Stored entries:

__________________________________________________

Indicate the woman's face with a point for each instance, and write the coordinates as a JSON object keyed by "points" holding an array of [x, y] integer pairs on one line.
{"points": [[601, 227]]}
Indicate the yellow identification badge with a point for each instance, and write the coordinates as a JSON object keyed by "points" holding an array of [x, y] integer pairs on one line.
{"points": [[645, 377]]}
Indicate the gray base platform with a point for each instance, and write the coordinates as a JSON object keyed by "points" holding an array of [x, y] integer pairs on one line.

__________________________________________________

» **WHAT IS NEEDED**
Transcribe the entries above exactly.

» **PROBLEM SOLUTION**
Indicate the woman's face with a point for each instance, and write the coordinates as a JSON object keyed by "points" holding an array of [x, y] integer pairs on one line.
{"points": [[601, 227]]}
Indicate the yellow identification badge with a point for each instance, and write the coordinates as a JSON object keyed by "points" holding an array of [x, y] integer pairs on one line.
{"points": [[645, 377]]}
Indicate the gray base platform with a point for each instance, and write the coordinates as a JSON object keyed by "points" holding an array of [x, y] integer pairs on one line.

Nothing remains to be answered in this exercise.